- ACTIVITY: Only the lines from the start of the data below through the line that contains "positive clicks: (44, 197)" are to be copied, exactly and without pictures.

- Stored data entries:
______

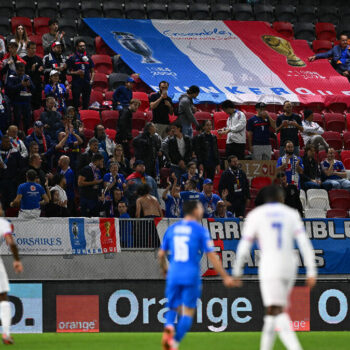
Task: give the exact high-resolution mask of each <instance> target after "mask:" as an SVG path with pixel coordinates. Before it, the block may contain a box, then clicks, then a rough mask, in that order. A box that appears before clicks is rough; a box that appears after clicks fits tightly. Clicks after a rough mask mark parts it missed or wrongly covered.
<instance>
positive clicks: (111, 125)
mask: <svg viewBox="0 0 350 350" xmlns="http://www.w3.org/2000/svg"><path fill="white" fill-rule="evenodd" d="M118 118H119V112H118V111H102V112H101V119H102V124H103V125H104V127H105V128H109V129H117V122H118Z"/></svg>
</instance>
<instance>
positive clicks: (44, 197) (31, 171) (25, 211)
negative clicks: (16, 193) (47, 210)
mask: <svg viewBox="0 0 350 350" xmlns="http://www.w3.org/2000/svg"><path fill="white" fill-rule="evenodd" d="M35 178H36V172H35V171H34V170H28V171H27V173H26V180H27V182H25V183H22V184H21V185H19V187H18V190H17V196H16V198H15V199H14V200H13V202H12V203H11V207H19V206H20V208H21V209H20V211H19V214H18V217H19V218H20V219H38V218H39V217H40V214H41V210H40V206H41V205H45V204H47V203H48V202H49V197H48V195H47V194H46V192H45V189H44V188H43V187H42V186H41V185H40V184H37V183H36V182H35Z"/></svg>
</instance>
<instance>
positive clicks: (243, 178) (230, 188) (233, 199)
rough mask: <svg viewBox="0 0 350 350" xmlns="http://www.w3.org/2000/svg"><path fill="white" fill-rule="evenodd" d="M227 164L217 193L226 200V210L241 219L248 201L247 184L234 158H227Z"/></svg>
mask: <svg viewBox="0 0 350 350" xmlns="http://www.w3.org/2000/svg"><path fill="white" fill-rule="evenodd" d="M227 162H228V166H229V167H228V169H226V170H225V171H224V172H223V173H222V175H221V178H220V182H219V193H220V196H221V197H222V198H224V199H225V198H227V203H228V209H229V210H230V211H231V212H232V213H233V214H234V215H235V216H236V217H240V218H242V217H244V215H245V209H246V206H247V204H248V201H249V199H250V191H249V182H248V179H247V175H246V174H245V172H244V171H243V170H242V169H240V168H239V162H238V158H237V157H236V156H230V157H228V158H227ZM226 191H227V192H228V194H227V192H226Z"/></svg>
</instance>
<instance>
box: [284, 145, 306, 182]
mask: <svg viewBox="0 0 350 350" xmlns="http://www.w3.org/2000/svg"><path fill="white" fill-rule="evenodd" d="M284 148H285V150H284V152H283V153H284V155H283V156H282V157H279V158H278V160H277V172H284V173H285V174H286V178H287V183H288V184H292V185H296V186H297V187H298V188H300V177H301V175H302V174H303V172H304V165H303V160H302V159H301V158H300V157H299V156H296V155H295V152H294V144H293V142H292V141H290V140H287V141H286V142H285V147H284Z"/></svg>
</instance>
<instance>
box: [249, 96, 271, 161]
mask: <svg viewBox="0 0 350 350" xmlns="http://www.w3.org/2000/svg"><path fill="white" fill-rule="evenodd" d="M255 108H256V111H257V114H256V115H255V116H254V117H252V118H250V119H249V120H248V122H247V131H248V147H249V151H250V152H252V156H253V159H254V160H270V159H271V144H270V127H272V129H273V130H275V128H276V125H275V121H274V120H273V119H272V118H271V117H270V116H269V114H268V113H267V112H266V104H265V103H263V102H259V103H257V104H256V105H255Z"/></svg>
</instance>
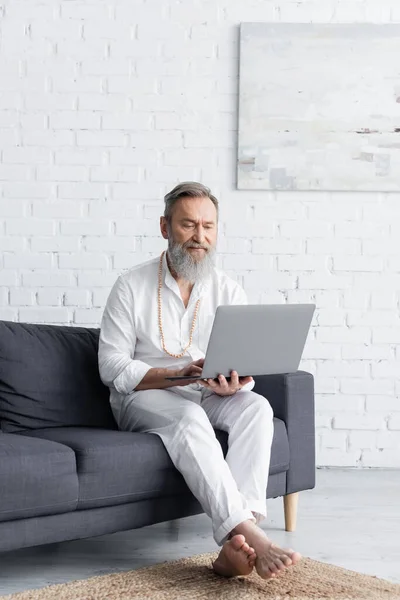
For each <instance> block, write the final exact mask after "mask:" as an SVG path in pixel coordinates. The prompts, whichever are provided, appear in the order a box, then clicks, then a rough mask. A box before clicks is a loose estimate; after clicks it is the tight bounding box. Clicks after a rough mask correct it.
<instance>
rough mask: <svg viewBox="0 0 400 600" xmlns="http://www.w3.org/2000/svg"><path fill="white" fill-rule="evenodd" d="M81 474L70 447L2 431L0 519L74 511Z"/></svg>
mask: <svg viewBox="0 0 400 600" xmlns="http://www.w3.org/2000/svg"><path fill="white" fill-rule="evenodd" d="M77 504H78V476H77V474H76V466H75V455H74V453H73V452H72V450H71V448H68V447H66V446H62V445H61V444H57V443H55V442H50V441H48V440H42V439H33V438H29V437H23V436H20V435H14V434H11V433H2V434H0V521H10V520H13V519H25V518H27V517H37V516H42V515H53V514H57V513H65V512H69V511H72V510H75V509H76V507H77Z"/></svg>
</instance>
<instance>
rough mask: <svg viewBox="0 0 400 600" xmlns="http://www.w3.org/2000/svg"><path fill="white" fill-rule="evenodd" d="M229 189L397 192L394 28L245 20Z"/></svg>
mask: <svg viewBox="0 0 400 600" xmlns="http://www.w3.org/2000/svg"><path fill="white" fill-rule="evenodd" d="M239 94H240V98H239V140H238V171H237V186H238V188H239V189H251V190H257V189H266V190H349V191H399V190H400V25H396V24H394V25H378V24H377V25H373V24H272V23H243V24H242V25H241V33H240V91H239Z"/></svg>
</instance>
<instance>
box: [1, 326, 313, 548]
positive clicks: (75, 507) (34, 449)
mask: <svg viewBox="0 0 400 600" xmlns="http://www.w3.org/2000/svg"><path fill="white" fill-rule="evenodd" d="M98 338H99V329H92V328H83V327H69V326H56V325H36V324H27V323H13V322H8V321H0V429H1V432H0V551H7V550H13V549H16V548H22V547H26V546H34V545H39V544H46V543H52V542H60V541H63V540H72V539H78V538H85V537H91V536H97V535H103V534H106V533H112V532H116V531H121V530H125V529H134V528H137V527H143V526H145V525H149V524H152V523H157V522H161V521H169V520H174V519H178V518H181V517H185V516H188V515H194V514H197V513H201V512H202V509H201V507H200V505H199V503H198V502H197V500H196V499H195V498H194V497H193V495H192V494H191V492H190V491H189V489H188V488H187V486H186V483H185V481H184V480H183V478H182V476H181V475H180V473H179V472H178V471H177V470H176V469H175V468H174V466H173V464H172V462H171V460H170V458H169V456H168V454H167V452H166V450H165V448H164V446H163V444H162V442H161V441H160V439H159V438H158V437H157V436H155V435H150V434H141V433H131V432H122V431H118V428H117V426H116V424H115V421H114V418H113V415H112V413H111V410H110V407H109V403H108V398H109V390H108V388H106V387H105V386H104V385H103V384H102V382H101V380H100V377H99V373H98V363H97V349H98ZM255 391H257V392H259V393H261V394H263V395H265V396H266V397H267V398H268V399H269V401H270V402H271V404H272V407H273V409H274V413H275V434H274V440H273V446H272V457H271V468H270V473H269V482H268V490H267V497H268V498H271V497H277V496H285V495H287V494H294V493H295V492H298V491H301V490H305V489H310V488H313V487H314V485H315V453H314V452H315V433H314V392H313V378H312V376H311V375H310V374H309V373H305V372H298V373H295V374H288V375H276V376H275V375H274V376H263V377H257V378H256V386H255ZM216 435H217V437H218V439H219V441H220V443H221V445H222V447H223V450H224V452H225V453H226V450H227V435H226V433H224V432H221V431H216Z"/></svg>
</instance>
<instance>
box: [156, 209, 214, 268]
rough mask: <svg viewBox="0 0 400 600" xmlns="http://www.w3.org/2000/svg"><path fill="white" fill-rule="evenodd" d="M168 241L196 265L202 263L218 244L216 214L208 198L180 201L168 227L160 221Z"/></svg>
mask: <svg viewBox="0 0 400 600" xmlns="http://www.w3.org/2000/svg"><path fill="white" fill-rule="evenodd" d="M161 232H162V234H163V237H164V238H165V239H169V238H172V240H171V241H172V242H173V243H176V244H179V245H181V246H183V249H184V250H185V251H186V252H187V253H189V254H190V256H191V257H192V258H193V260H195V261H199V260H202V259H203V258H204V257H205V255H206V254H207V252H208V251H209V250H214V249H215V246H216V243H217V210H216V208H215V206H214V204H213V203H212V201H211V200H210V199H209V198H181V199H180V200H178V201H177V203H176V204H175V206H174V210H173V213H172V217H171V221H170V224H169V227H168V224H167V222H166V220H165V219H164V217H161Z"/></svg>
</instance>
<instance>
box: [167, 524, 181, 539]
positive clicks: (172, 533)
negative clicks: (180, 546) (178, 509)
mask: <svg viewBox="0 0 400 600" xmlns="http://www.w3.org/2000/svg"><path fill="white" fill-rule="evenodd" d="M179 526H180V519H174V520H172V521H168V538H169V540H170V541H171V542H177V541H178V538H179Z"/></svg>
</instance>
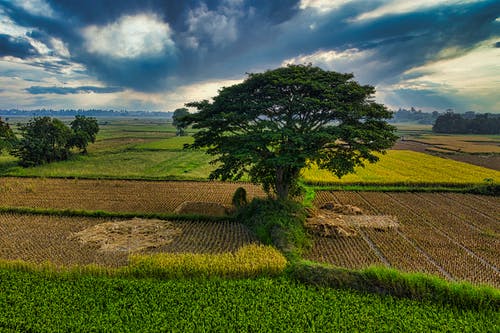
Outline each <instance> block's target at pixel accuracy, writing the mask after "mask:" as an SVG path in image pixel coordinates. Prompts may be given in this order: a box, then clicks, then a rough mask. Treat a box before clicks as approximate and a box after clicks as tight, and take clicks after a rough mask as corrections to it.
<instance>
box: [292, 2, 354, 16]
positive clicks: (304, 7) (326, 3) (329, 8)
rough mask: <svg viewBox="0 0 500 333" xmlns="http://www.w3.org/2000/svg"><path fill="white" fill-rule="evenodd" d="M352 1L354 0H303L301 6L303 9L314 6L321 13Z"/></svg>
mask: <svg viewBox="0 0 500 333" xmlns="http://www.w3.org/2000/svg"><path fill="white" fill-rule="evenodd" d="M352 1H353V0H301V1H300V5H299V8H300V9H302V10H305V9H308V8H312V9H314V10H317V11H318V12H320V13H328V12H330V11H332V10H334V9H337V8H340V7H342V6H343V5H345V4H347V3H349V2H352Z"/></svg>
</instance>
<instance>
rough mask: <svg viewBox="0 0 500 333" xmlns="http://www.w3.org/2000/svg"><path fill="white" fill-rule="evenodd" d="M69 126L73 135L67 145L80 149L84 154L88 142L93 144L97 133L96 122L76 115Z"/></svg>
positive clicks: (81, 116)
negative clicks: (76, 115) (71, 130)
mask: <svg viewBox="0 0 500 333" xmlns="http://www.w3.org/2000/svg"><path fill="white" fill-rule="evenodd" d="M70 125H71V130H72V131H73V133H72V135H71V138H70V140H69V145H70V146H71V147H76V148H78V149H80V150H81V151H82V153H84V154H86V153H87V146H88V145H89V142H92V143H94V142H95V139H96V136H97V133H98V132H99V125H98V124H97V120H96V119H95V118H87V117H85V116H80V115H77V116H75V120H73V121H72V122H71V123H70Z"/></svg>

______

- EXPECTED ANSWER:
Task: give the exact high-resolution mask of each <instance> target after "mask:" as an SVG path with pixel coordinates. Before it, the block may contain a box, then clicks, then a rough mask, in that order. A box that appears before clicks is rough; a box that appears after clicks fits tightly. Clicks after a rough mask mark parts it missed or wrongly covered.
<instance>
positive clicks: (111, 125)
mask: <svg viewBox="0 0 350 350" xmlns="http://www.w3.org/2000/svg"><path fill="white" fill-rule="evenodd" d="M118 118H119V112H118V111H102V112H101V119H102V124H103V125H104V127H105V128H109V129H117V122H118Z"/></svg>
</instance>
<instance>
positive clicks: (44, 197) (31, 171) (25, 211)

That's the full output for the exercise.